**SHORT EXERCISE:** Give back exactly the lines that run from the line containing "Each instance of the white dinner" through the end of the listing below. Leave out every other line.

····················

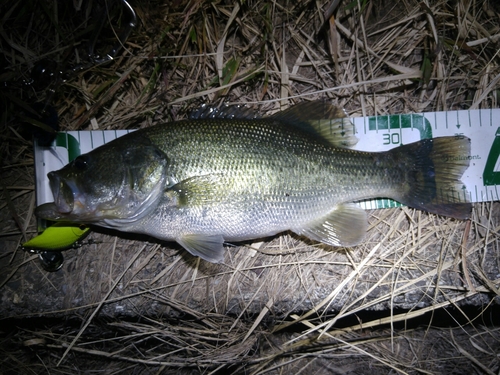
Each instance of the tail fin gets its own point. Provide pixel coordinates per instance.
(433, 171)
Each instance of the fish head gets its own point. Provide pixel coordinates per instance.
(119, 180)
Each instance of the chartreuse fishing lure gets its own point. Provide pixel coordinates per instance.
(56, 238)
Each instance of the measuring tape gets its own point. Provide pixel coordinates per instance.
(380, 133)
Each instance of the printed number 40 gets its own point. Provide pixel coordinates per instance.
(391, 138)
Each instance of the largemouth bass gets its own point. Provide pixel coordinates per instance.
(203, 182)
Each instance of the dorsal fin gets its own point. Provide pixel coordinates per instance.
(225, 112)
(322, 119)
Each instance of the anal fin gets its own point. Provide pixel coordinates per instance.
(344, 226)
(207, 247)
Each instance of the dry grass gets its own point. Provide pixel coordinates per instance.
(280, 306)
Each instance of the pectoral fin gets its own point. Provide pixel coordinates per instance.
(345, 226)
(208, 247)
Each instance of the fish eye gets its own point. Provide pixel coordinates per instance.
(81, 163)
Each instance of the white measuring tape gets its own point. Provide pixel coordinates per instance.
(481, 180)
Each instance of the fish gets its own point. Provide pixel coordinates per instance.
(205, 182)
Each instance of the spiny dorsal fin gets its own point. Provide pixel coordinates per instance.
(230, 112)
(322, 119)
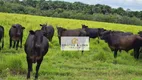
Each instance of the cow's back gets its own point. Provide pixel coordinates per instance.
(1, 32)
(71, 33)
(29, 45)
(12, 32)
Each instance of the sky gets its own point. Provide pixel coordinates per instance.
(134, 5)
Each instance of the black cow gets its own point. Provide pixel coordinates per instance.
(16, 35)
(122, 41)
(49, 30)
(36, 47)
(73, 32)
(140, 33)
(93, 32)
(1, 36)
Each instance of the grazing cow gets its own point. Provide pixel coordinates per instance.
(49, 30)
(36, 47)
(16, 35)
(140, 33)
(73, 32)
(122, 41)
(93, 32)
(1, 36)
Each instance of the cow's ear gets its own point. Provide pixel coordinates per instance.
(44, 34)
(41, 25)
(32, 32)
(23, 27)
(13, 26)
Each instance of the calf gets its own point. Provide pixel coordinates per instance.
(36, 47)
(49, 30)
(16, 35)
(1, 36)
(122, 41)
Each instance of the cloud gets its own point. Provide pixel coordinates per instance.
(126, 4)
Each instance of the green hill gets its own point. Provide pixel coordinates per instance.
(96, 64)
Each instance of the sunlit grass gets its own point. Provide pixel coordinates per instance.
(96, 64)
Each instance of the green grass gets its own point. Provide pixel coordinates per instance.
(96, 64)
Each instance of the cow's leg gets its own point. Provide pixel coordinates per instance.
(17, 45)
(115, 53)
(10, 41)
(37, 67)
(82, 52)
(98, 40)
(14, 44)
(21, 43)
(3, 42)
(29, 61)
(136, 53)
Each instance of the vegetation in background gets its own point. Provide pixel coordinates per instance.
(76, 10)
(96, 64)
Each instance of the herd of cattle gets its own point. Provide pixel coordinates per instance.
(37, 44)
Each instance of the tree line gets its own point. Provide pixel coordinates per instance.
(76, 10)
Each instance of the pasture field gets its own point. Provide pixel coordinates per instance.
(96, 64)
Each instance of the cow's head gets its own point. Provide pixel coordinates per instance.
(19, 29)
(100, 31)
(38, 38)
(104, 35)
(60, 30)
(44, 27)
(84, 26)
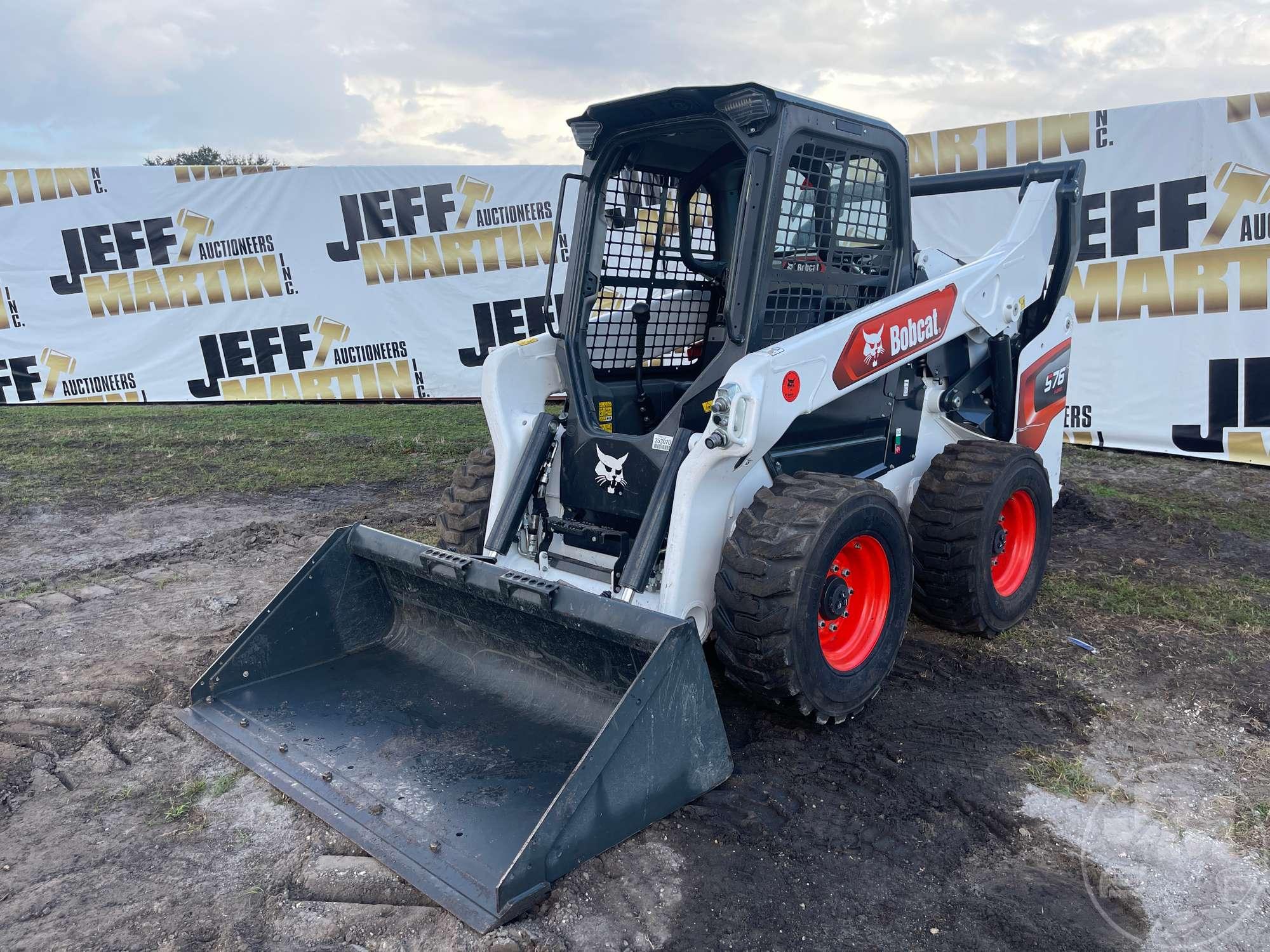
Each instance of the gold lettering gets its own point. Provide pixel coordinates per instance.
(921, 154)
(73, 182)
(149, 293)
(1094, 293)
(316, 385)
(1027, 143)
(262, 276)
(396, 379)
(1073, 129)
(957, 149)
(243, 389)
(182, 281)
(1201, 274)
(537, 242)
(388, 262)
(457, 253)
(425, 260)
(999, 154)
(109, 295)
(1146, 285)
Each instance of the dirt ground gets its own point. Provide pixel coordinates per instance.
(998, 795)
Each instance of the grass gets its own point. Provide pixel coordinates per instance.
(184, 807)
(107, 455)
(1213, 605)
(1252, 830)
(1059, 775)
(224, 784)
(1249, 520)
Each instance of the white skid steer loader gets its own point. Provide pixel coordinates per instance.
(783, 430)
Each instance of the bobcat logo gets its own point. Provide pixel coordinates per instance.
(874, 351)
(609, 473)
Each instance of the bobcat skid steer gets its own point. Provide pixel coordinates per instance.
(784, 427)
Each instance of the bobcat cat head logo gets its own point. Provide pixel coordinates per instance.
(609, 472)
(873, 347)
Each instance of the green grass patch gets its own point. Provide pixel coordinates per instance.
(1217, 604)
(224, 784)
(119, 454)
(1065, 776)
(1250, 520)
(1252, 830)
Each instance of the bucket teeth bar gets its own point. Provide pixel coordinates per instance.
(479, 732)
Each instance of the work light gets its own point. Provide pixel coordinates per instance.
(747, 107)
(586, 134)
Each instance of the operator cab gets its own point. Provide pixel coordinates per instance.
(713, 223)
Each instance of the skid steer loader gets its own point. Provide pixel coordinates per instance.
(784, 426)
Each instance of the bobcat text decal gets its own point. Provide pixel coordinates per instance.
(895, 336)
(1043, 394)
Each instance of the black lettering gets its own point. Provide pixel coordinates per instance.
(159, 241)
(1177, 211)
(1128, 219)
(435, 201)
(347, 252)
(70, 284)
(237, 355)
(100, 249)
(1224, 409)
(1092, 227)
(406, 209)
(265, 347)
(509, 321)
(128, 243)
(476, 357)
(295, 343)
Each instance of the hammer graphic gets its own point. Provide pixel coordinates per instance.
(332, 333)
(58, 365)
(1240, 183)
(473, 191)
(195, 225)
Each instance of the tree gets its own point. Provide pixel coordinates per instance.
(206, 155)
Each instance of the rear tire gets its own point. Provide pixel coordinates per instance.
(813, 595)
(465, 505)
(981, 524)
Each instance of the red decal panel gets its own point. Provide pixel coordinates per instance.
(1043, 394)
(895, 336)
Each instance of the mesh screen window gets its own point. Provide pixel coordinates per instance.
(642, 265)
(834, 243)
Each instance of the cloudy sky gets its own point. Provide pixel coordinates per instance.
(472, 82)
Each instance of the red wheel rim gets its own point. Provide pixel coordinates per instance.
(849, 638)
(1015, 543)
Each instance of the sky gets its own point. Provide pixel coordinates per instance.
(493, 83)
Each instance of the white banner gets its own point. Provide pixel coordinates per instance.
(337, 284)
(1172, 352)
(237, 284)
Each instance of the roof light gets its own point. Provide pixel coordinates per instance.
(586, 134)
(747, 107)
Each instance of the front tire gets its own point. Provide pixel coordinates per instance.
(981, 525)
(813, 593)
(465, 505)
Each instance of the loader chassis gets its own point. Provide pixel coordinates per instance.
(783, 426)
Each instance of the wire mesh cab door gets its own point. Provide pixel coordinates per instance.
(840, 224)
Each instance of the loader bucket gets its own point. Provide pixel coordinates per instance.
(479, 732)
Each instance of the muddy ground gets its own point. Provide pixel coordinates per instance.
(1015, 794)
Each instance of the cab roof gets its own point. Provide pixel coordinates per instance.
(692, 101)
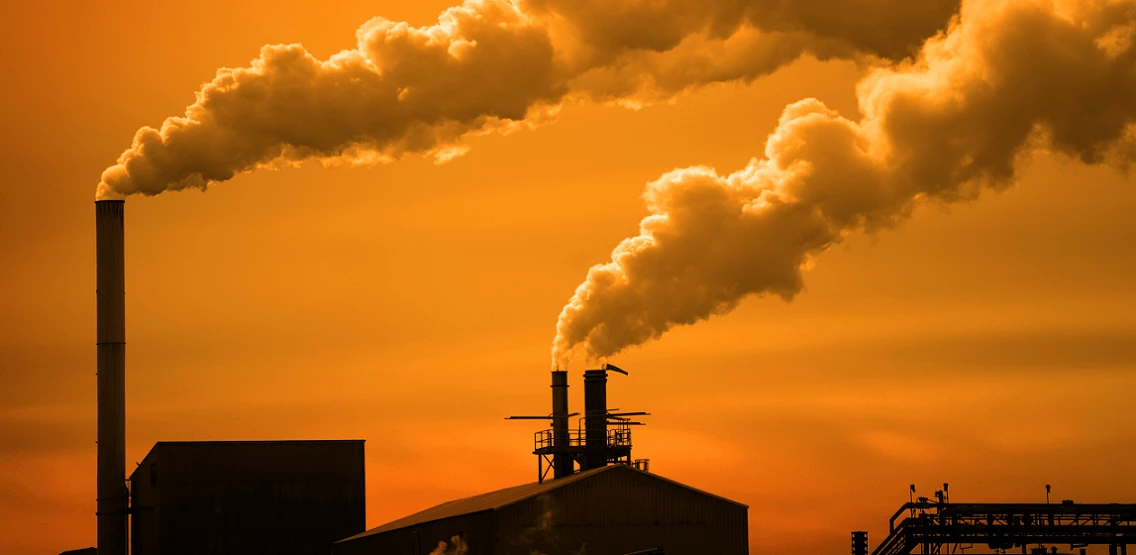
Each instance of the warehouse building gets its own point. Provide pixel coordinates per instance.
(247, 497)
(599, 502)
(607, 511)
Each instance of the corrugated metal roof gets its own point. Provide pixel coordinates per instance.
(500, 498)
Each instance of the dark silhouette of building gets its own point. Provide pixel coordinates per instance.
(248, 497)
(610, 510)
(938, 526)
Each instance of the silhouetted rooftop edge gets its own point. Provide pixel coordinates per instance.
(500, 498)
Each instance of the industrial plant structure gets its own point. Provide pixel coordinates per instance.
(292, 497)
(600, 501)
(247, 497)
(283, 497)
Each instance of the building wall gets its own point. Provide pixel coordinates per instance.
(623, 511)
(611, 513)
(248, 497)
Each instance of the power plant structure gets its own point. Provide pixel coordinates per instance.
(307, 497)
(111, 494)
(598, 501)
(938, 527)
(207, 497)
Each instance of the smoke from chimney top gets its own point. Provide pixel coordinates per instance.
(1005, 80)
(491, 66)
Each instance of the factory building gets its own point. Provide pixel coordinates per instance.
(247, 497)
(598, 502)
(607, 511)
(307, 497)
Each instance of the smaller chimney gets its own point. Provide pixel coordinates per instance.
(595, 418)
(561, 460)
(859, 543)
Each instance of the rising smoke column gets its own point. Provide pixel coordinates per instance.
(1005, 78)
(492, 65)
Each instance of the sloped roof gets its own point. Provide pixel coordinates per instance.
(500, 498)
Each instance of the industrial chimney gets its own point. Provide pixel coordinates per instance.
(113, 497)
(561, 460)
(595, 418)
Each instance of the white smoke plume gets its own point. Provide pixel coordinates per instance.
(486, 66)
(1007, 78)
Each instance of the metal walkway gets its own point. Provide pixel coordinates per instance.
(950, 528)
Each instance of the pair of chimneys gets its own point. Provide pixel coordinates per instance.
(599, 444)
(594, 453)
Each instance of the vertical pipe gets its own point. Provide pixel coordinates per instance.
(595, 418)
(860, 543)
(111, 378)
(561, 462)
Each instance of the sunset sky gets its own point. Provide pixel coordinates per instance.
(988, 343)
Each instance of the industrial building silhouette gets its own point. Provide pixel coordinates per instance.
(307, 497)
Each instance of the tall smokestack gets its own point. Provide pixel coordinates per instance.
(561, 461)
(111, 337)
(595, 418)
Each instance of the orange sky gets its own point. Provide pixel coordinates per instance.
(991, 345)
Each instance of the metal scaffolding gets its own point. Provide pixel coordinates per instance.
(928, 527)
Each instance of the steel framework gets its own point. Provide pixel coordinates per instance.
(940, 527)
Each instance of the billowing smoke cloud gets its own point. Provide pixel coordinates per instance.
(1008, 77)
(492, 65)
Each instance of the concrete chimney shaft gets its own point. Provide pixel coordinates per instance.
(113, 498)
(561, 461)
(595, 418)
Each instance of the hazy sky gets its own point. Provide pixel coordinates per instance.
(988, 344)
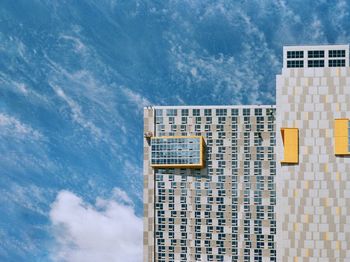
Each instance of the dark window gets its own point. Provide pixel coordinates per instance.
(295, 54)
(336, 53)
(196, 112)
(336, 63)
(184, 112)
(315, 54)
(295, 63)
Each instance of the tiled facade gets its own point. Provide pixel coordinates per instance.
(263, 193)
(225, 211)
(314, 195)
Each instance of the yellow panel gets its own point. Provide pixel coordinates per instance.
(341, 140)
(290, 137)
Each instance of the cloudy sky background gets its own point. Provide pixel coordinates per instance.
(74, 77)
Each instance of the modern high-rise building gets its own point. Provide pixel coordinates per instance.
(210, 183)
(313, 186)
(254, 183)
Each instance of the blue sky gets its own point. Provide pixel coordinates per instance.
(74, 77)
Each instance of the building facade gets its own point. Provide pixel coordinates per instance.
(313, 192)
(210, 183)
(255, 183)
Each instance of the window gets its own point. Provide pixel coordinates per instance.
(315, 63)
(196, 112)
(234, 112)
(184, 112)
(295, 54)
(315, 53)
(207, 112)
(336, 53)
(246, 111)
(221, 112)
(336, 63)
(171, 112)
(295, 63)
(159, 112)
(258, 112)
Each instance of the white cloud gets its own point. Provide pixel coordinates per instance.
(108, 231)
(77, 114)
(135, 98)
(10, 126)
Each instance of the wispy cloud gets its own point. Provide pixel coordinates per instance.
(107, 231)
(77, 114)
(135, 98)
(11, 126)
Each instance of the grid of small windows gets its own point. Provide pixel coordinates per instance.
(217, 214)
(315, 53)
(315, 63)
(336, 53)
(336, 63)
(295, 63)
(170, 151)
(295, 54)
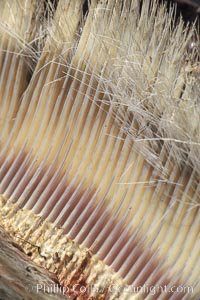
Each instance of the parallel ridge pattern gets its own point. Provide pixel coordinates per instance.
(67, 147)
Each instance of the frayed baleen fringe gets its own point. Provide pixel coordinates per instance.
(100, 145)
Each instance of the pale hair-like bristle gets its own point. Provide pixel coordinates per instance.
(100, 135)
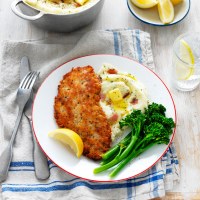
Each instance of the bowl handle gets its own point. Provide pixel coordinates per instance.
(20, 14)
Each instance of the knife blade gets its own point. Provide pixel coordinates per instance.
(40, 160)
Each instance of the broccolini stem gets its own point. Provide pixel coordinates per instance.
(118, 158)
(128, 159)
(115, 149)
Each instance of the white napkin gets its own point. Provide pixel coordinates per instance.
(21, 182)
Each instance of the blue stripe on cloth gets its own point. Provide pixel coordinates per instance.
(19, 170)
(116, 43)
(155, 183)
(80, 183)
(22, 163)
(139, 50)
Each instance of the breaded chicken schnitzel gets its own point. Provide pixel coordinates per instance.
(77, 108)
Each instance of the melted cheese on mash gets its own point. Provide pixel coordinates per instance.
(61, 6)
(121, 93)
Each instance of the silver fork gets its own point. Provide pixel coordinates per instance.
(23, 94)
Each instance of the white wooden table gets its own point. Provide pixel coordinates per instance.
(187, 139)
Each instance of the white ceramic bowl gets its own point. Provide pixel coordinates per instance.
(150, 16)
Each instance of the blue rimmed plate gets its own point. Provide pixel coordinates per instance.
(150, 16)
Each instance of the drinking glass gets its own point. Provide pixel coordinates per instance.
(186, 62)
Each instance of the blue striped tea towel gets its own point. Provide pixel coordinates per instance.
(21, 182)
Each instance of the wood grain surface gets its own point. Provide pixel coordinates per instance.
(187, 139)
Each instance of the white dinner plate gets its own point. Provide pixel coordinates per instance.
(151, 16)
(43, 118)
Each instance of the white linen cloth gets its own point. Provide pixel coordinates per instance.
(21, 182)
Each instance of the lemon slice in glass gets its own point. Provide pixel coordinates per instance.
(70, 138)
(184, 71)
(145, 3)
(166, 11)
(176, 2)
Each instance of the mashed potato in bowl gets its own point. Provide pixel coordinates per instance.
(121, 93)
(61, 6)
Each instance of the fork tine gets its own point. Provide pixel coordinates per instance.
(33, 80)
(25, 79)
(30, 80)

····················

**EXERCISE RESPONSE:**
Each instance of the white dinner plate gets its own point. Provide pixel coordinates per instance.
(151, 16)
(43, 118)
Each instance of the white linen cloth gets its own point. Provide pixel coordinates per instance.
(21, 182)
Each instance of the lemon slice in glass gets its own point. Provide pixel coordinates per instance.
(70, 138)
(184, 71)
(145, 3)
(166, 11)
(176, 2)
Each instance of the mashed potato in bowl gets its own point. Provide pixel coordinates per instance.
(121, 93)
(61, 6)
Each instance of the fork tine gets its own point. Provide pixel coordinates per instance.
(33, 80)
(25, 79)
(30, 80)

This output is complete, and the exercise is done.